▶ What you should do:
Pick out every line of the records below that holds the word "dark" and copy each one.

BEGIN Data for the task

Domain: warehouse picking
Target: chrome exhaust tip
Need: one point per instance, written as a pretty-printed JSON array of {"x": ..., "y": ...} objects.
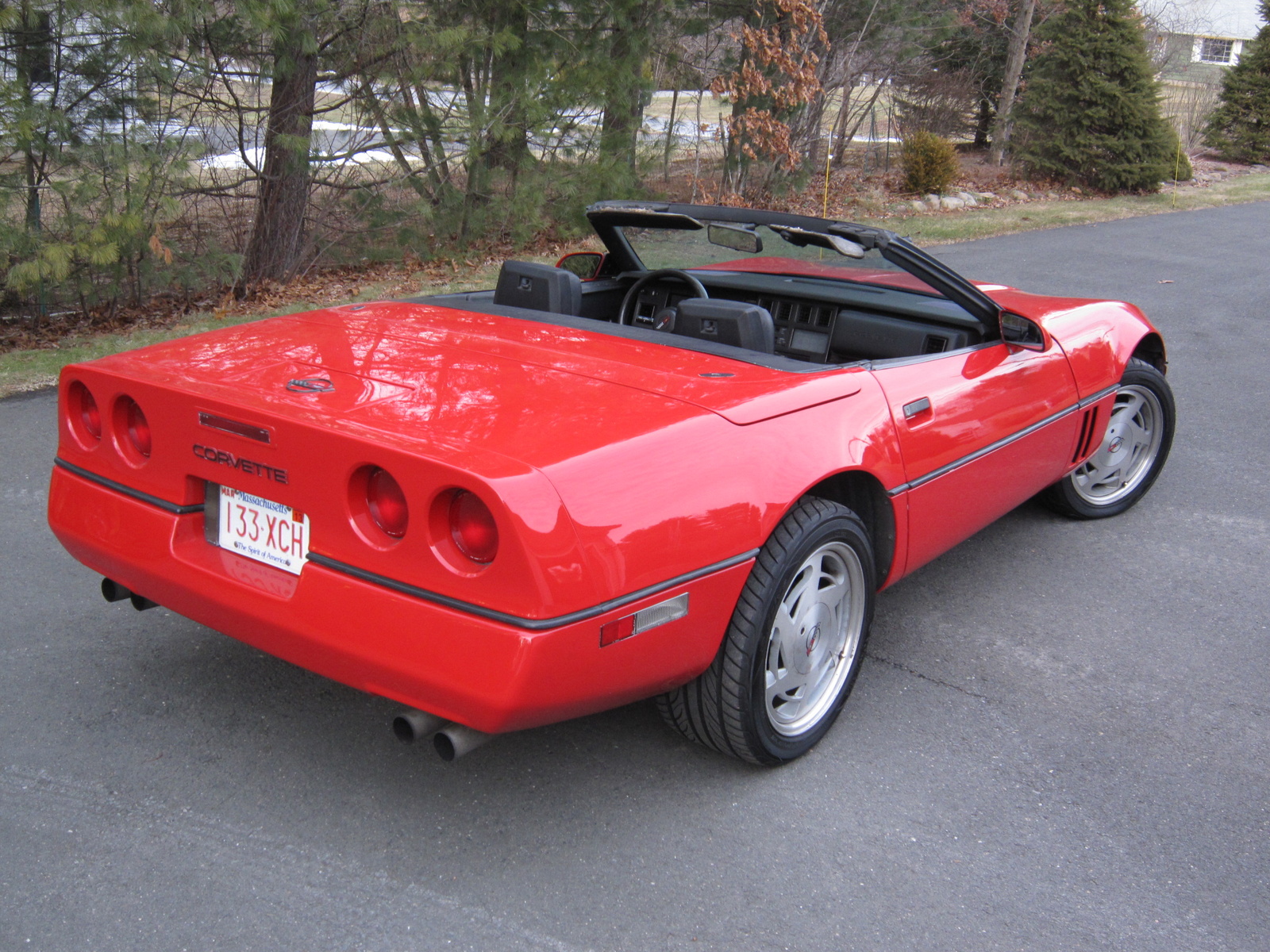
[
  {"x": 410, "y": 725},
  {"x": 114, "y": 592},
  {"x": 454, "y": 740},
  {"x": 141, "y": 603}
]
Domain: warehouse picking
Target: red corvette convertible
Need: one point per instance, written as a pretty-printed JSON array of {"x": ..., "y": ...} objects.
[{"x": 679, "y": 470}]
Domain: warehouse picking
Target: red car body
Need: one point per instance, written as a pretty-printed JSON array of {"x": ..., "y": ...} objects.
[{"x": 620, "y": 473}]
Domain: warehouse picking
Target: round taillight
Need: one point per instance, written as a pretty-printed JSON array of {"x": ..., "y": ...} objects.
[
  {"x": 387, "y": 503},
  {"x": 471, "y": 527},
  {"x": 139, "y": 428},
  {"x": 84, "y": 406}
]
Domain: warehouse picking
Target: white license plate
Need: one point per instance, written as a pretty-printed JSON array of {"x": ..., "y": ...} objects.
[{"x": 264, "y": 530}]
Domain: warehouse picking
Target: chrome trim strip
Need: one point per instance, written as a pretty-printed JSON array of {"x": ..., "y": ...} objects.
[
  {"x": 239, "y": 429},
  {"x": 527, "y": 624},
  {"x": 1006, "y": 441},
  {"x": 127, "y": 490},
  {"x": 1095, "y": 397}
]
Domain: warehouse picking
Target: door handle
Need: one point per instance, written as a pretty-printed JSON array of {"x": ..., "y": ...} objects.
[{"x": 918, "y": 408}]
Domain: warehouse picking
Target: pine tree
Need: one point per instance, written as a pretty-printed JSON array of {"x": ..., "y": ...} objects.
[
  {"x": 1090, "y": 113},
  {"x": 1240, "y": 127}
]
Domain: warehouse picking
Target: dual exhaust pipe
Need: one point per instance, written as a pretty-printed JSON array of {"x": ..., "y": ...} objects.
[
  {"x": 114, "y": 592},
  {"x": 450, "y": 740}
]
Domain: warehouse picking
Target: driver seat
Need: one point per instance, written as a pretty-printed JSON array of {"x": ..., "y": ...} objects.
[{"x": 539, "y": 287}]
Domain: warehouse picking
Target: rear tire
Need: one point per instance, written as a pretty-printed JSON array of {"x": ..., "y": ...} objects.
[
  {"x": 1133, "y": 452},
  {"x": 794, "y": 645}
]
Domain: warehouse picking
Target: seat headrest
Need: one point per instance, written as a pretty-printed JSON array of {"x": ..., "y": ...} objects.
[
  {"x": 539, "y": 287},
  {"x": 727, "y": 323}
]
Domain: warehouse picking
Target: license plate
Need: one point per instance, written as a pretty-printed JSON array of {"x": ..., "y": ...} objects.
[{"x": 262, "y": 530}]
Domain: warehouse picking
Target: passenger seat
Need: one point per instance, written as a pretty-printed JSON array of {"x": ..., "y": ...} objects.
[{"x": 539, "y": 287}]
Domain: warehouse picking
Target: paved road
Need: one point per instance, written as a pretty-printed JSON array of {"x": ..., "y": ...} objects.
[{"x": 1060, "y": 740}]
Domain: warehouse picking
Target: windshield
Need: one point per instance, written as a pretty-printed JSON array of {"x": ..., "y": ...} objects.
[{"x": 676, "y": 248}]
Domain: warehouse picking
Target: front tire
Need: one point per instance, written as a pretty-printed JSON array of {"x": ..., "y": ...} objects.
[
  {"x": 1132, "y": 455},
  {"x": 794, "y": 645}
]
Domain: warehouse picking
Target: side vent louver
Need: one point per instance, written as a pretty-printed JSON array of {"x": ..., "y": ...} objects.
[
  {"x": 1089, "y": 427},
  {"x": 935, "y": 346}
]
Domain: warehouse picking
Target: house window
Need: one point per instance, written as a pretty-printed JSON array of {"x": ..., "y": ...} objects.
[{"x": 1212, "y": 50}]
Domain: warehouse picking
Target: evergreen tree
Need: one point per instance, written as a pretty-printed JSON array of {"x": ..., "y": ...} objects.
[
  {"x": 1240, "y": 127},
  {"x": 1090, "y": 113}
]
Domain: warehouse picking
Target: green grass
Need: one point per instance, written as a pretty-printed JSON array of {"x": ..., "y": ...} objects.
[
  {"x": 930, "y": 228},
  {"x": 31, "y": 370}
]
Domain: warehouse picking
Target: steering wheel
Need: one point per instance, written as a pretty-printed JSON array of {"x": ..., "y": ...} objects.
[{"x": 626, "y": 314}]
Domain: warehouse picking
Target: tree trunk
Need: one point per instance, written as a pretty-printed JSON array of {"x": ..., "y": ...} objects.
[
  {"x": 983, "y": 124},
  {"x": 624, "y": 93},
  {"x": 1015, "y": 57},
  {"x": 277, "y": 234}
]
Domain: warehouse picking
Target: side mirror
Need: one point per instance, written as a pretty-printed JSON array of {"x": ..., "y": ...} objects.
[
  {"x": 1020, "y": 332},
  {"x": 584, "y": 264}
]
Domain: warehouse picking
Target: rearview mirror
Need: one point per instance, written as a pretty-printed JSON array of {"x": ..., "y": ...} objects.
[
  {"x": 736, "y": 239},
  {"x": 802, "y": 238},
  {"x": 584, "y": 264}
]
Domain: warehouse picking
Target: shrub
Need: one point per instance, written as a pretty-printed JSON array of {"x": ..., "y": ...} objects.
[
  {"x": 1090, "y": 113},
  {"x": 929, "y": 162}
]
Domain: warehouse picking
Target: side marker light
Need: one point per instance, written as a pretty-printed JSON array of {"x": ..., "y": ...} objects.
[{"x": 670, "y": 611}]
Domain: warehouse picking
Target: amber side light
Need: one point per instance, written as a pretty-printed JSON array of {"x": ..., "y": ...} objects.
[
  {"x": 387, "y": 503},
  {"x": 471, "y": 527}
]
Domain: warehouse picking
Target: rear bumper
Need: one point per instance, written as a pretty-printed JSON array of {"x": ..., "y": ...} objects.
[{"x": 480, "y": 672}]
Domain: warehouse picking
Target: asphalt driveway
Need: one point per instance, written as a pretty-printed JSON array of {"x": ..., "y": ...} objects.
[{"x": 1060, "y": 739}]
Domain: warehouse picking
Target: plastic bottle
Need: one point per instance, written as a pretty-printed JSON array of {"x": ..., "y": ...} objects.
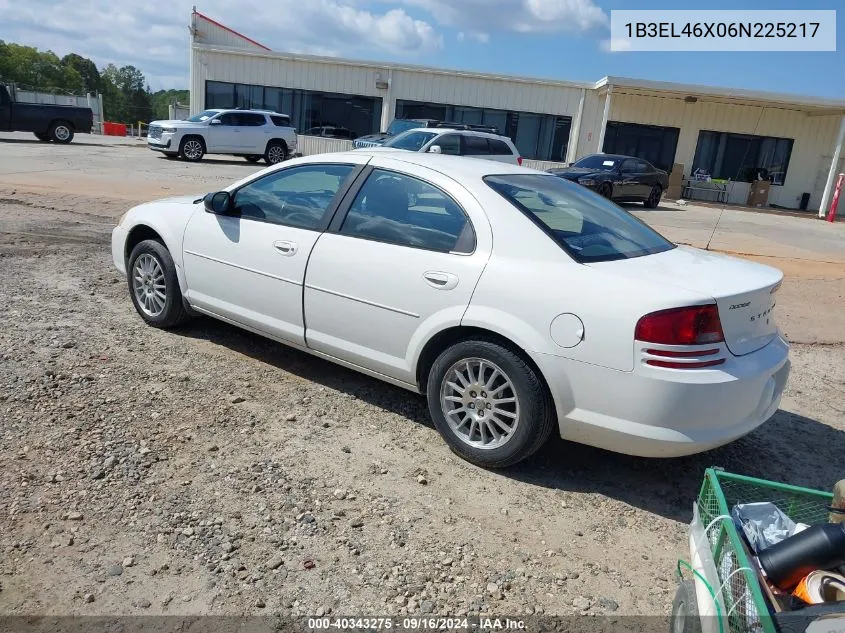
[{"x": 817, "y": 547}]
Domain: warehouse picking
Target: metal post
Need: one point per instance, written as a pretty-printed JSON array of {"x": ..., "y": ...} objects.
[
  {"x": 604, "y": 118},
  {"x": 575, "y": 131},
  {"x": 831, "y": 174}
]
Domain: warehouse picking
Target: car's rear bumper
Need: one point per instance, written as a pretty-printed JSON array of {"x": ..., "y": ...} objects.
[{"x": 656, "y": 412}]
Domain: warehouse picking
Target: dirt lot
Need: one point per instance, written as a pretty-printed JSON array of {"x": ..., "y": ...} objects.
[{"x": 208, "y": 470}]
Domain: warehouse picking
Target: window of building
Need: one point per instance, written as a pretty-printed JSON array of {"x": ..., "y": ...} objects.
[
  {"x": 399, "y": 209},
  {"x": 307, "y": 109},
  {"x": 538, "y": 136},
  {"x": 653, "y": 143},
  {"x": 297, "y": 196},
  {"x": 742, "y": 157}
]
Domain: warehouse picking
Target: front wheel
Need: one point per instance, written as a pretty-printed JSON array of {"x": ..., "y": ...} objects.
[
  {"x": 192, "y": 148},
  {"x": 653, "y": 198},
  {"x": 489, "y": 404},
  {"x": 61, "y": 132},
  {"x": 154, "y": 286},
  {"x": 276, "y": 152}
]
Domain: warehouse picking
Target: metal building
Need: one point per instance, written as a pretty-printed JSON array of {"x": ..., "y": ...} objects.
[{"x": 726, "y": 133}]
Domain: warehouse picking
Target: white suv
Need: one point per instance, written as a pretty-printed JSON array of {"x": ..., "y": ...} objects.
[
  {"x": 456, "y": 142},
  {"x": 253, "y": 134}
]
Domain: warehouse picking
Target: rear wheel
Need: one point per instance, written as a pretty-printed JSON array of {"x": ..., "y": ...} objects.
[
  {"x": 192, "y": 148},
  {"x": 61, "y": 132},
  {"x": 276, "y": 152},
  {"x": 685, "y": 618},
  {"x": 489, "y": 405},
  {"x": 653, "y": 197},
  {"x": 154, "y": 286}
]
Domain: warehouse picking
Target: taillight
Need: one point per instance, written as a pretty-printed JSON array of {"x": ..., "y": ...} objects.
[{"x": 695, "y": 325}]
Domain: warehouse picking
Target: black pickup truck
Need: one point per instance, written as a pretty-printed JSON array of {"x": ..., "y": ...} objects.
[{"x": 49, "y": 122}]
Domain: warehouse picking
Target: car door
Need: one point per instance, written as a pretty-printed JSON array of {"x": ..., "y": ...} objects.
[
  {"x": 249, "y": 266},
  {"x": 224, "y": 136},
  {"x": 255, "y": 132},
  {"x": 400, "y": 263}
]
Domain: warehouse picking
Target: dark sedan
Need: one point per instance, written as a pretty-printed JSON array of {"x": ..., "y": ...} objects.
[{"x": 620, "y": 178}]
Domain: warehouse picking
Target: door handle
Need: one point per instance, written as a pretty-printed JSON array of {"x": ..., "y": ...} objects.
[
  {"x": 284, "y": 247},
  {"x": 439, "y": 280}
]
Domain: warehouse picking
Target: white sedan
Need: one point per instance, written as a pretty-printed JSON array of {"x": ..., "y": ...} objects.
[{"x": 516, "y": 301}]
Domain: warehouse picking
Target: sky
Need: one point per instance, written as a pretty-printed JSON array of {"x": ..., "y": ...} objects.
[{"x": 558, "y": 39}]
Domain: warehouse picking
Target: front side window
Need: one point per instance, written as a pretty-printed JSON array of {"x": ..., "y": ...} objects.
[
  {"x": 411, "y": 140},
  {"x": 298, "y": 196},
  {"x": 598, "y": 162},
  {"x": 587, "y": 226},
  {"x": 202, "y": 116},
  {"x": 400, "y": 209}
]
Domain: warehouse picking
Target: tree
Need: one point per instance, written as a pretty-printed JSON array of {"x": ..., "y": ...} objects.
[{"x": 86, "y": 69}]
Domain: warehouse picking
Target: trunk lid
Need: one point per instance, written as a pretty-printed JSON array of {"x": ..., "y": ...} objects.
[{"x": 744, "y": 291}]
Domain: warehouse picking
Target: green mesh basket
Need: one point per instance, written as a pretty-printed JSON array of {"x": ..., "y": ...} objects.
[{"x": 747, "y": 608}]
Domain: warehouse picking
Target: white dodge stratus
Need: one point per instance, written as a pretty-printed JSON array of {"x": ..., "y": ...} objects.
[{"x": 516, "y": 301}]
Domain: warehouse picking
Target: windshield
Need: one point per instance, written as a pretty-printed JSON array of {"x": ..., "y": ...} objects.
[
  {"x": 412, "y": 141},
  {"x": 598, "y": 162},
  {"x": 203, "y": 116},
  {"x": 588, "y": 227},
  {"x": 398, "y": 126}
]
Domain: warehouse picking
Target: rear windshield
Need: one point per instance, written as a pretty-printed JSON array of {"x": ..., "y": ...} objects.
[
  {"x": 588, "y": 226},
  {"x": 411, "y": 141}
]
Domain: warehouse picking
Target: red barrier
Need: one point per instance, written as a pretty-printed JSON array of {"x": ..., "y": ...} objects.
[{"x": 114, "y": 129}]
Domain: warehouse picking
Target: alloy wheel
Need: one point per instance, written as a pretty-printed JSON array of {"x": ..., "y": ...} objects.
[
  {"x": 148, "y": 284},
  {"x": 480, "y": 403}
]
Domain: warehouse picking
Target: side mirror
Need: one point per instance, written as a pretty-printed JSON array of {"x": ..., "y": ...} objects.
[{"x": 219, "y": 203}]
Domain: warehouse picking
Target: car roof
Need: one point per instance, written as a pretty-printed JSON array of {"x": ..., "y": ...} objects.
[
  {"x": 456, "y": 167},
  {"x": 439, "y": 130}
]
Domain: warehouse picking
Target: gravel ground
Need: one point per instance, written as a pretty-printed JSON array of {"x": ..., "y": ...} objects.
[{"x": 210, "y": 471}]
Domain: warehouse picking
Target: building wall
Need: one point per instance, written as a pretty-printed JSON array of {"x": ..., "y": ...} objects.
[{"x": 811, "y": 134}]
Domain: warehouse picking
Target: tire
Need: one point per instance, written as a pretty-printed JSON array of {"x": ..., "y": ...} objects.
[
  {"x": 192, "y": 148},
  {"x": 61, "y": 132},
  {"x": 532, "y": 411},
  {"x": 155, "y": 268},
  {"x": 653, "y": 197},
  {"x": 276, "y": 152},
  {"x": 685, "y": 618}
]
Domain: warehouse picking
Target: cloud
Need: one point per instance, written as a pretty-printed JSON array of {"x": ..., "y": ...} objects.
[
  {"x": 521, "y": 16},
  {"x": 153, "y": 35}
]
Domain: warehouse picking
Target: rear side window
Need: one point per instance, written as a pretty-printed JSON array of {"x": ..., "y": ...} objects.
[
  {"x": 399, "y": 209},
  {"x": 499, "y": 148},
  {"x": 476, "y": 146},
  {"x": 586, "y": 225},
  {"x": 251, "y": 119}
]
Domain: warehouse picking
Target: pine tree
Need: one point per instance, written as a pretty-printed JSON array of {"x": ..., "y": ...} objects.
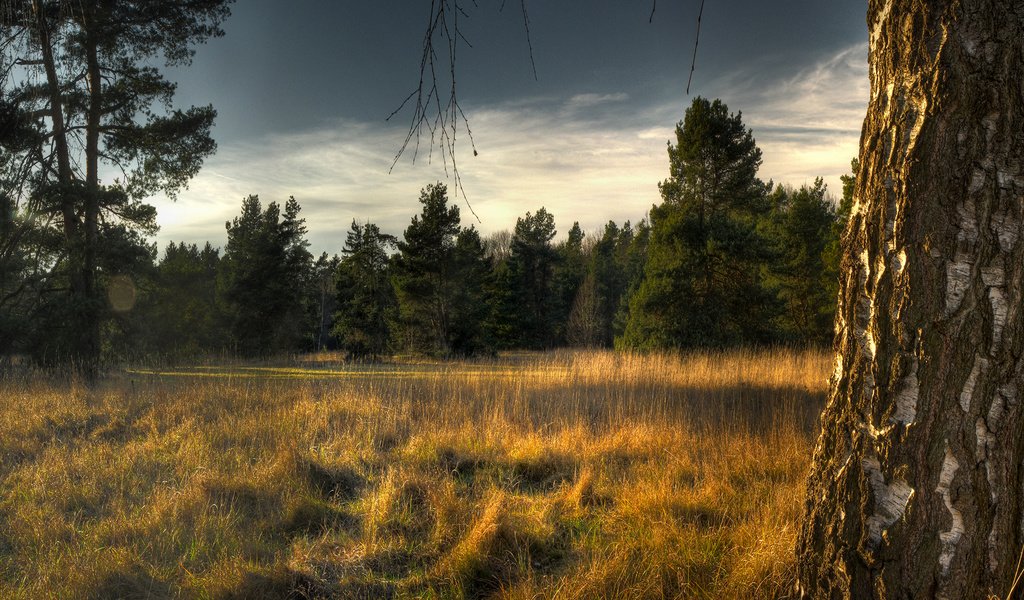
[
  {"x": 425, "y": 274},
  {"x": 264, "y": 274},
  {"x": 367, "y": 303},
  {"x": 801, "y": 227},
  {"x": 88, "y": 93},
  {"x": 531, "y": 269},
  {"x": 701, "y": 284}
]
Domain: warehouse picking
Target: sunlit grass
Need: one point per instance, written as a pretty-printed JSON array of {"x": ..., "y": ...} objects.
[{"x": 564, "y": 475}]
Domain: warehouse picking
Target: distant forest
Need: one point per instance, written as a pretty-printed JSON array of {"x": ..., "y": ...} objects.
[{"x": 724, "y": 260}]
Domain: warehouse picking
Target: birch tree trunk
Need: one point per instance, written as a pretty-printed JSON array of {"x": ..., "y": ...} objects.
[{"x": 915, "y": 489}]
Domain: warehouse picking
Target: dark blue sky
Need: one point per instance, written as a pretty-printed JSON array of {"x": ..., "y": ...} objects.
[{"x": 302, "y": 89}]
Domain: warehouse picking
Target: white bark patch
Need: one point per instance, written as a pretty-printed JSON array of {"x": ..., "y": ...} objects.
[
  {"x": 989, "y": 123},
  {"x": 1007, "y": 229},
  {"x": 972, "y": 380},
  {"x": 985, "y": 447},
  {"x": 999, "y": 308},
  {"x": 898, "y": 262},
  {"x": 993, "y": 275},
  {"x": 1009, "y": 180},
  {"x": 995, "y": 414},
  {"x": 890, "y": 500},
  {"x": 977, "y": 181},
  {"x": 968, "y": 214},
  {"x": 993, "y": 560},
  {"x": 950, "y": 538},
  {"x": 879, "y": 20},
  {"x": 838, "y": 369},
  {"x": 921, "y": 112},
  {"x": 957, "y": 281},
  {"x": 906, "y": 398}
]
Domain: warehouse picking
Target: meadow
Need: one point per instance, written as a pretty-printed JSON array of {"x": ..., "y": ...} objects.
[{"x": 552, "y": 475}]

END Data for the task

▶ The response:
Target: dark sedan
Target: dark blue sky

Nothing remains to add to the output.